— START OF GIVEN RECORDS —
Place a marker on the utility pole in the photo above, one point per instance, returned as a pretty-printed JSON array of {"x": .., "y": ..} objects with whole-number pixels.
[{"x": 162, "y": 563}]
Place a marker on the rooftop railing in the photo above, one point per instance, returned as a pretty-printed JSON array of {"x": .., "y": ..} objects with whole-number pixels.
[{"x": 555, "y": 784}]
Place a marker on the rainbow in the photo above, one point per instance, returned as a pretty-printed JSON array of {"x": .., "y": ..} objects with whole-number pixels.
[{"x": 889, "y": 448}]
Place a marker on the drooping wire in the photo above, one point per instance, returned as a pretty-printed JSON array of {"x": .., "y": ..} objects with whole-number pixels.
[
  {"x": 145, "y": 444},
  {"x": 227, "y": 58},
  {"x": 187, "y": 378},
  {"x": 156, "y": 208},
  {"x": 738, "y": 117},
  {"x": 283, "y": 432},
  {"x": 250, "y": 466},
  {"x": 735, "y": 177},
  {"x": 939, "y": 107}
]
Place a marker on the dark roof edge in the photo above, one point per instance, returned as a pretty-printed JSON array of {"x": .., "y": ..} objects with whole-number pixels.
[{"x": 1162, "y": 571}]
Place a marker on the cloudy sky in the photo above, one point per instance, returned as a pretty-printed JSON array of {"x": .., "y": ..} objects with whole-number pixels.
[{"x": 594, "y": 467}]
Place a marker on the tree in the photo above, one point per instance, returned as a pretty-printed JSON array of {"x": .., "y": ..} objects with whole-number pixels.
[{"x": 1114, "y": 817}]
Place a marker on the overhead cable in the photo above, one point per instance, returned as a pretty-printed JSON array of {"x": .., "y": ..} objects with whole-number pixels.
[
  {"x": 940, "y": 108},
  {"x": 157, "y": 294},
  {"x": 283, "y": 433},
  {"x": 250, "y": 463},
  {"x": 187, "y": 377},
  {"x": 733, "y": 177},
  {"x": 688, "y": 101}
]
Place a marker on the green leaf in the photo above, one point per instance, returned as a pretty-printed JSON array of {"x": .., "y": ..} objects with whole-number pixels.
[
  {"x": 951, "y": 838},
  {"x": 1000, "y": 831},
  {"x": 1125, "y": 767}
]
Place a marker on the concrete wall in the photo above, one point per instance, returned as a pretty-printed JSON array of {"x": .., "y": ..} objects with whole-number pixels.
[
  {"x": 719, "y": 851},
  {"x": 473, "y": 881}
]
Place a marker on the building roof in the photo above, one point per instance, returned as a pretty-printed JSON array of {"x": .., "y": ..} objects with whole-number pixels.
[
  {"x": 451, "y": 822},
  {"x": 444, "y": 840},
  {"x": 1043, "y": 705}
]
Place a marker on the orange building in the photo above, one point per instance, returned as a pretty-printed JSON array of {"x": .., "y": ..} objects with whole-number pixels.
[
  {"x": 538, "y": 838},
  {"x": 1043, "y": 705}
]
— END OF GIVEN RECORDS —
- [THE TASK]: Your task is to quote all of the data word for word.

- [OUTPUT FOR THIS EXERCISE]:
Place a marker on the utility pole in the photo above, one point per instance, returned as a pretty-printed JSON array of {"x": .., "y": ..} objects with whole-number pixels.
[{"x": 162, "y": 563}]
Place a marker on the rooftop railing in the photo above, one point per instance, returned as a pretty-printed JSON array of {"x": .., "y": ..} objects with whole-number pixels.
[{"x": 555, "y": 784}]
Place a marker on the rainbow in the photo above, one point per instance, returned as a pretty-printed JSON array of {"x": .., "y": ..} objects with whole-number pixels.
[{"x": 889, "y": 448}]
Place a marker on the drooping wire in the photo above, one point per instance, returned as a pretty-printed JSON array of {"x": .., "y": ..} objects with whole-number pixels.
[
  {"x": 145, "y": 444},
  {"x": 227, "y": 58},
  {"x": 187, "y": 378},
  {"x": 156, "y": 208},
  {"x": 738, "y": 117},
  {"x": 283, "y": 432},
  {"x": 250, "y": 466},
  {"x": 735, "y": 177},
  {"x": 939, "y": 107}
]
Place a marker on the dark roof edge in the photo above, one point per instance, returned as a pretty-printed JSON array of {"x": .., "y": ..} objects with whole-number pixels.
[{"x": 1162, "y": 571}]
Place a marker on the cloudy sky in the photo above, one point per instance, returned as a pretty-printed JSON array of {"x": .., "y": ..} objects with whole-number pixels.
[{"x": 594, "y": 467}]
Place a marker on the tree in the photo above, one point per instance, returned as a pretty-printed JSON array of {"x": .., "y": ..} objects with whole-number pixels.
[{"x": 1114, "y": 817}]
Place a marker on the overhead cable in the photo above, one point per instance, returned as a pretty-printed JSON array of {"x": .., "y": ..} objects with whole-number pixels.
[
  {"x": 940, "y": 108},
  {"x": 157, "y": 294},
  {"x": 283, "y": 433},
  {"x": 250, "y": 463},
  {"x": 187, "y": 377},
  {"x": 733, "y": 177},
  {"x": 688, "y": 101}
]
Place a marker on the green leaf in the photo above, one point per instance, returned as a pretty-printed JSON array of {"x": .., "y": ..} objects with whole-number pixels.
[
  {"x": 951, "y": 838},
  {"x": 1000, "y": 831},
  {"x": 1125, "y": 767}
]
Place a marker on the concrete wall in the photo above, one point per instance, returned as a pretty-printed JSON array of {"x": .., "y": ..} objects with whole-number pixels.
[
  {"x": 719, "y": 851},
  {"x": 473, "y": 881}
]
Place a marker on the building roof in the photo above, one point per instance, returned as a pretty-printed JSON array of {"x": .., "y": ..} objects with whole-number pixels.
[
  {"x": 451, "y": 822},
  {"x": 444, "y": 840},
  {"x": 1043, "y": 705}
]
Place a marker on the orange building in the photo above, one point per instance, returned as a pretty-printed JSON array of {"x": .., "y": ..} objects with whole-number pixels.
[
  {"x": 538, "y": 838},
  {"x": 1043, "y": 705}
]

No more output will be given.